WHAT THE TASK REQUIRES: Repeat the data verbatim.

STORED DATA:

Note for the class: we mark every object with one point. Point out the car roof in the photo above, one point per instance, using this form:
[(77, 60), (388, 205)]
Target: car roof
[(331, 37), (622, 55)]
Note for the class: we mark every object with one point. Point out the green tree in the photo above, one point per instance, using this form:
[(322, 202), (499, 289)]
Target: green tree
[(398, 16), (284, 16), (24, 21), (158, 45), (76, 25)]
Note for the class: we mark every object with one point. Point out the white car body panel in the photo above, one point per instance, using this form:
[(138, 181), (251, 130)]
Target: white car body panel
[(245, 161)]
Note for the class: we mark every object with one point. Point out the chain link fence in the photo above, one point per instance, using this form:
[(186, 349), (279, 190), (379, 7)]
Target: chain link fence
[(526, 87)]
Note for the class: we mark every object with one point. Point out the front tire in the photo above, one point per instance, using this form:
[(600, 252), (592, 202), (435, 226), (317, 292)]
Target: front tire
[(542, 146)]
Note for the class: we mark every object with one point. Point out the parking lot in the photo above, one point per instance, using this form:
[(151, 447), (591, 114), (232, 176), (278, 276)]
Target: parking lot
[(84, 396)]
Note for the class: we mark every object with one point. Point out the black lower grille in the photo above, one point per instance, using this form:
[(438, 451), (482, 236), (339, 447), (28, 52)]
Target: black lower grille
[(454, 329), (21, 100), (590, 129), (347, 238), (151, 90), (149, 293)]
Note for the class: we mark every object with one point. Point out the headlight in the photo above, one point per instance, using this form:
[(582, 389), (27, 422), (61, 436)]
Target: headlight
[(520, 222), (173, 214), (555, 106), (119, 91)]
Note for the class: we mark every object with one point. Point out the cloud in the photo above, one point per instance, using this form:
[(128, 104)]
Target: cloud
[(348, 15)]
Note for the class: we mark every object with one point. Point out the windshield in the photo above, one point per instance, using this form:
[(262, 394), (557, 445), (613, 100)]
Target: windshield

TASK SOLUTION:
Note for the class: we mark every object with one point. Point out the car roof in the photo above, one point per instance, using this form:
[(77, 60), (388, 205)]
Target: car roof
[(331, 37), (622, 55)]
Note for the class: we mark every object with one point. Point out the green tree in the photo above, one point per instance, using this form:
[(322, 202), (499, 289)]
Target: green tree
[(398, 16), (284, 16), (24, 21), (158, 45), (76, 25)]
Note for the class: we mark every object with one point. Point out the white car body panel in the photo above, one point per instance, using this form:
[(138, 181), (251, 130)]
Target: white car body panel
[(245, 161)]
Note for the class: we mark every object with one point. Point out the chain link fence in the photo above, one point per instance, using this form:
[(186, 349), (279, 190), (379, 7)]
Target: chain link fence
[(526, 87)]
Note for the class: we mark every object with one point. Point out the front tire in the photo above, one point per instance, using this form:
[(600, 252), (592, 202), (435, 226), (317, 292)]
Target: front tire
[(542, 146)]
Note for the class: we mark every object with one point. Point out the parking lot in the photo above, one point per instance, using this form:
[(151, 447), (591, 114), (232, 176), (278, 276)]
Target: parking lot
[(84, 396)]
Note for the class: we mark every object with one point. Point out the black lower grille in the photo above, one point per instance, using this form:
[(438, 451), (482, 236), (339, 447), (28, 52)]
Target: black lower grille
[(454, 329), (21, 100), (590, 129), (347, 238), (151, 90), (149, 293)]
Note for the class: we mark every object with one point. Point out the headlight in the photo above, one point per instance, using this form:
[(582, 389), (27, 422), (61, 436)]
Target: headlight
[(520, 222), (173, 214), (555, 106), (119, 91)]
Note for the class: we mark every object with one point. Point out the cloud in the photo above, one point per instance, using this form:
[(128, 104)]
Target: cloud
[(348, 15)]
Note for the class: we mark every object with one point. Point out the windshield in the photo above, one point per instance, using this form:
[(262, 394), (557, 445), (613, 100)]
Target: windshield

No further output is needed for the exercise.